The request. Reproduce the records from the line containing "blurred background building | locate" through the line containing "(40, 18), (43, 24)", including both of those lines.

(Coordinate annotation records)

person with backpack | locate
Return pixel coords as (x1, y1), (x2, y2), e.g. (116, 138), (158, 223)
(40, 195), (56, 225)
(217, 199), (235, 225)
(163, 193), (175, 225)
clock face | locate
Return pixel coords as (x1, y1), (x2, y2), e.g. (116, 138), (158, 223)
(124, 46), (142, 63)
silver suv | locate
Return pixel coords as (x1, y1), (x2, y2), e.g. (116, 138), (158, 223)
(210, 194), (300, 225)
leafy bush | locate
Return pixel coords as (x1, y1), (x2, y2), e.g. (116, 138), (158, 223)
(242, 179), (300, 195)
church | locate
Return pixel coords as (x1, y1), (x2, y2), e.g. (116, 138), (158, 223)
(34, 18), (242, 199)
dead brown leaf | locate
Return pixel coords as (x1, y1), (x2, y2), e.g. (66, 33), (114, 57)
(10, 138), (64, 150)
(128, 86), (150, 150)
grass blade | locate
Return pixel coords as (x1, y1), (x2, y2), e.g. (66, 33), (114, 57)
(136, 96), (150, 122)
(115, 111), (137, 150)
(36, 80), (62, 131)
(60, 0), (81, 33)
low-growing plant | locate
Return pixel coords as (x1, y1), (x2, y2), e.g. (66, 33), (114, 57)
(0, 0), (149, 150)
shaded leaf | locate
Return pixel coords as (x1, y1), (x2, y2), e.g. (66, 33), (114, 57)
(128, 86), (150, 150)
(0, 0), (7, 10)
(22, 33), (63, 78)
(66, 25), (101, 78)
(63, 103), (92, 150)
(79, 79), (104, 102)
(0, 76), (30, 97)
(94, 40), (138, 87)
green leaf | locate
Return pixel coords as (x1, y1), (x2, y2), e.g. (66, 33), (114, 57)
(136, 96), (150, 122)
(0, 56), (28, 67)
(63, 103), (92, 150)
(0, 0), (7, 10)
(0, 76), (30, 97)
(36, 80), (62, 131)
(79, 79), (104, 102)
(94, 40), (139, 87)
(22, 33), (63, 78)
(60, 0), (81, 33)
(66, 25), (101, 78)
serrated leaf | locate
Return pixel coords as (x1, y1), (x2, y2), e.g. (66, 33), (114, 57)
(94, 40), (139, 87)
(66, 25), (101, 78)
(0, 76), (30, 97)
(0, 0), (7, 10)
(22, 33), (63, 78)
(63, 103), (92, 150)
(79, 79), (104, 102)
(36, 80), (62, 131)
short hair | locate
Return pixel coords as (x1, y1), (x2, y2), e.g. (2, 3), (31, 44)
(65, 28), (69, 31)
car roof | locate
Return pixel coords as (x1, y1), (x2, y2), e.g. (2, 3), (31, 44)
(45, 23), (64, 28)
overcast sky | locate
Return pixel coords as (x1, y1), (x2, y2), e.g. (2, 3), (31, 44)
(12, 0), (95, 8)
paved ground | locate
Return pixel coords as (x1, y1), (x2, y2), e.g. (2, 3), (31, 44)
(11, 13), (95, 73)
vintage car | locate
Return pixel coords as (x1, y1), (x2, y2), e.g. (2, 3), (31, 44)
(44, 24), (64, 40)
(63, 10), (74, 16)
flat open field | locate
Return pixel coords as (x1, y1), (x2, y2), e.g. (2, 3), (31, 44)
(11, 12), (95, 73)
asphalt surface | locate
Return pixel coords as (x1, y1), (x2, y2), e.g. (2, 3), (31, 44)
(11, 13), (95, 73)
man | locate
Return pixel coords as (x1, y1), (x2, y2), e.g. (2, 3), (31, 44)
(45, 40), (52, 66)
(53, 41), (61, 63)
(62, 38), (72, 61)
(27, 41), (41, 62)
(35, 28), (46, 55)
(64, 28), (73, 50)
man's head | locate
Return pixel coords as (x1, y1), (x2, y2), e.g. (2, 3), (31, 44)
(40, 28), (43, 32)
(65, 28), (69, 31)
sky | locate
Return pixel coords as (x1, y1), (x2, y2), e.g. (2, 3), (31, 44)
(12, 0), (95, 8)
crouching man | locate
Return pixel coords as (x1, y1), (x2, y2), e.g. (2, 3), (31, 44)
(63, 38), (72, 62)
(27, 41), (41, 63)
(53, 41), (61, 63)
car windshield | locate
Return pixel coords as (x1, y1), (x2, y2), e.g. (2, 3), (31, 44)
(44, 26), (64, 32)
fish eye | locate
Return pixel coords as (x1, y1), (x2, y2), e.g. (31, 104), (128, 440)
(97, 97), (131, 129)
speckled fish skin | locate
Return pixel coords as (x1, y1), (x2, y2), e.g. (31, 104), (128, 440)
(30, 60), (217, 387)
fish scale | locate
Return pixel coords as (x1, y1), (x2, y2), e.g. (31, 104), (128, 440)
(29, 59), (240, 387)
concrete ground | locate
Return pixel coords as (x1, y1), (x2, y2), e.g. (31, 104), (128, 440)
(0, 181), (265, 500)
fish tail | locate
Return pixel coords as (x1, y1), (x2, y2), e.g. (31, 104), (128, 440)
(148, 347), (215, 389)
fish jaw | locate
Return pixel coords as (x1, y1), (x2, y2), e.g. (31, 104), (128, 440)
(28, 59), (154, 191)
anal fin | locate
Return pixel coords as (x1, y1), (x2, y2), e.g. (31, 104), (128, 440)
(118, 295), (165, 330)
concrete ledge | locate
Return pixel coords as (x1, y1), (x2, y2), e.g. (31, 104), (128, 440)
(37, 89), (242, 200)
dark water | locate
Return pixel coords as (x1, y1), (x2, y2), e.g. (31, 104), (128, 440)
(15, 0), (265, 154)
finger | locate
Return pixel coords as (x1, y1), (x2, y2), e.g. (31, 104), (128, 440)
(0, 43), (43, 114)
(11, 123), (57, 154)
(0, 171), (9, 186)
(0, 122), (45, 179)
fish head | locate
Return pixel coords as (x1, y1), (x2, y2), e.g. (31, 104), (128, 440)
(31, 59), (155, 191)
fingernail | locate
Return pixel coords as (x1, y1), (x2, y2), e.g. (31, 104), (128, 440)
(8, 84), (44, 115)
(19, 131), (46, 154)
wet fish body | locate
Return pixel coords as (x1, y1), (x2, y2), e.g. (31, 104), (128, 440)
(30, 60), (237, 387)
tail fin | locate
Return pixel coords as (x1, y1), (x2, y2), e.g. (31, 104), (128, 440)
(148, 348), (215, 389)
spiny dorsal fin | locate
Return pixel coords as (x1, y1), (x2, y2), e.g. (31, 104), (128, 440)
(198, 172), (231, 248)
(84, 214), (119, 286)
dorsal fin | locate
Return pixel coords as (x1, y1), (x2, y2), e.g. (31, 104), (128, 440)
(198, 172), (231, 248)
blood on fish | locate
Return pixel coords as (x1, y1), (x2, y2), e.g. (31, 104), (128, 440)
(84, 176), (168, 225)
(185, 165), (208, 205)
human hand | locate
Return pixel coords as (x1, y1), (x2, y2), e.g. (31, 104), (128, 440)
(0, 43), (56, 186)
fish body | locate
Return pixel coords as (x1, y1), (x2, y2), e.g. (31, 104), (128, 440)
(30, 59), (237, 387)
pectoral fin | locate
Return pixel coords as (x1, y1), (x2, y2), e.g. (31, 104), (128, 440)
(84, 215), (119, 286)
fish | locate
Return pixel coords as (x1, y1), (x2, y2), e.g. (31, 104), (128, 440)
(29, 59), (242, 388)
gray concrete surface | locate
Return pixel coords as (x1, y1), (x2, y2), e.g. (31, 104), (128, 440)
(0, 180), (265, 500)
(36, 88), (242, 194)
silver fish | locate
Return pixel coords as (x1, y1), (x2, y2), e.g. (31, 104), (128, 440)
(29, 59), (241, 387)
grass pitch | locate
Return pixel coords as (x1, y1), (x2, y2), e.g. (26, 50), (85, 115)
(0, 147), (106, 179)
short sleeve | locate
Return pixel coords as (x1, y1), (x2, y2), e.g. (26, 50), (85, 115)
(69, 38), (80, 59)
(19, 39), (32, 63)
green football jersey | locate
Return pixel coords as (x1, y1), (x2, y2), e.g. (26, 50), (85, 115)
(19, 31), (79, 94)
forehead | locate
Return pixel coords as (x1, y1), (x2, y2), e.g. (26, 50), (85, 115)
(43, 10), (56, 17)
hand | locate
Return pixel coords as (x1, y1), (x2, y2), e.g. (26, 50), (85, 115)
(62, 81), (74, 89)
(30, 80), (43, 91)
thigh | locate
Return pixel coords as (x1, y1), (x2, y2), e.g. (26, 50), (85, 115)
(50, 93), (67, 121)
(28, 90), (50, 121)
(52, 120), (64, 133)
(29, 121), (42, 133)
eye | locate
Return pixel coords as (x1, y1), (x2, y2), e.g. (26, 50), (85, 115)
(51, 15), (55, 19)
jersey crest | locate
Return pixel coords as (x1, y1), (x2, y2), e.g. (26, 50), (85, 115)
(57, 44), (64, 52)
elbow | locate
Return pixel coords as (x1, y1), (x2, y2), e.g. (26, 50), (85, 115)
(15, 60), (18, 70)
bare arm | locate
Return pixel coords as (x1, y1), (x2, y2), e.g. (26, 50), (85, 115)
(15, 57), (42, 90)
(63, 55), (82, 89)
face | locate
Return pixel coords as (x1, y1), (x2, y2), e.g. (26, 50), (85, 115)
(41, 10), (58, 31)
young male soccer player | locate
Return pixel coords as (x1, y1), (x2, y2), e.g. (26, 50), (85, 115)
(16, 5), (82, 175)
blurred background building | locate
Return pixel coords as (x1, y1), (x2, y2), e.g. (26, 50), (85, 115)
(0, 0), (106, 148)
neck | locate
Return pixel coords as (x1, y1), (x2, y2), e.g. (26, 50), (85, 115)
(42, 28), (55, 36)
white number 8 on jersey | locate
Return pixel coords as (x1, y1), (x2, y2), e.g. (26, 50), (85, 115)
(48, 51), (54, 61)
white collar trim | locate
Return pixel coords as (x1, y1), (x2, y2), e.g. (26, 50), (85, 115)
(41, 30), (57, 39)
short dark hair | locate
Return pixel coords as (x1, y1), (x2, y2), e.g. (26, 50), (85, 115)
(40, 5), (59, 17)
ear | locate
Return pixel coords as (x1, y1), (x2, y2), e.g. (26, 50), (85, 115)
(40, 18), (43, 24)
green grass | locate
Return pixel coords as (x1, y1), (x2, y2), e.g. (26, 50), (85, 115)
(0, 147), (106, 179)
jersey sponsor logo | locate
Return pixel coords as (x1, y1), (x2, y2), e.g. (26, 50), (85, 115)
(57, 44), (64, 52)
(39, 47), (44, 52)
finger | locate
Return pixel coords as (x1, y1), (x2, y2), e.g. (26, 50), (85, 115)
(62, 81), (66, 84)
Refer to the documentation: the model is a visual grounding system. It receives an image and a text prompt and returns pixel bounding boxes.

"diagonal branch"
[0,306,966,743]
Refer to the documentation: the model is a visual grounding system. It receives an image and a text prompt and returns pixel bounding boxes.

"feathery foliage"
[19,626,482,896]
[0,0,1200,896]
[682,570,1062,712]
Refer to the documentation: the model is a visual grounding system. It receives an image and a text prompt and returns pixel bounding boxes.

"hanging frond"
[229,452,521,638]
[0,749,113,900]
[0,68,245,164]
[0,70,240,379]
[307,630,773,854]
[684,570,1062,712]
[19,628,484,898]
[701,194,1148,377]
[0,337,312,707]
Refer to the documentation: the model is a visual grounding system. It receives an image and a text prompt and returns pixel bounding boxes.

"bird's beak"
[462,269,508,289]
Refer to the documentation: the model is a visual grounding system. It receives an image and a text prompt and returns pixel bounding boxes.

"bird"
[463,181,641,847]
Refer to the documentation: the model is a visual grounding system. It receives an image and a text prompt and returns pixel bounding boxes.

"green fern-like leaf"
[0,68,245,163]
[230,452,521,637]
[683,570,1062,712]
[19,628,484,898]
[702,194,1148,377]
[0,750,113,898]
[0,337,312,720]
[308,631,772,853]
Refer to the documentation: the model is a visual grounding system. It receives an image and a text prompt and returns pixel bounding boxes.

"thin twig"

Exercise answer.
blurred background building | locate
Return pixel coords as (x1, y1), (x2, y2), e.g. (26, 50), (85, 115)
(0, 0), (106, 148)
neck | locate
Return pixel coords as (x1, y1), (x2, y2), e.g. (26, 50), (85, 115)
(42, 28), (55, 36)
white number 8 on jersey | locate
Return pixel coords as (x1, y1), (x2, y2), e.g. (26, 50), (85, 115)
(48, 51), (54, 61)
white collar trim | locate
Return pixel coords as (x1, y1), (x2, y2), e.g. (26, 50), (85, 115)
(41, 30), (57, 39)
short dark hair | locate
Return pixel coords as (x1, y1), (x2, y2), e.g. (26, 50), (85, 115)
(40, 5), (59, 17)
ear | locate
Return pixel coords as (x1, y1), (x2, y2), e.g. (26, 50), (85, 115)
(40, 18), (43, 24)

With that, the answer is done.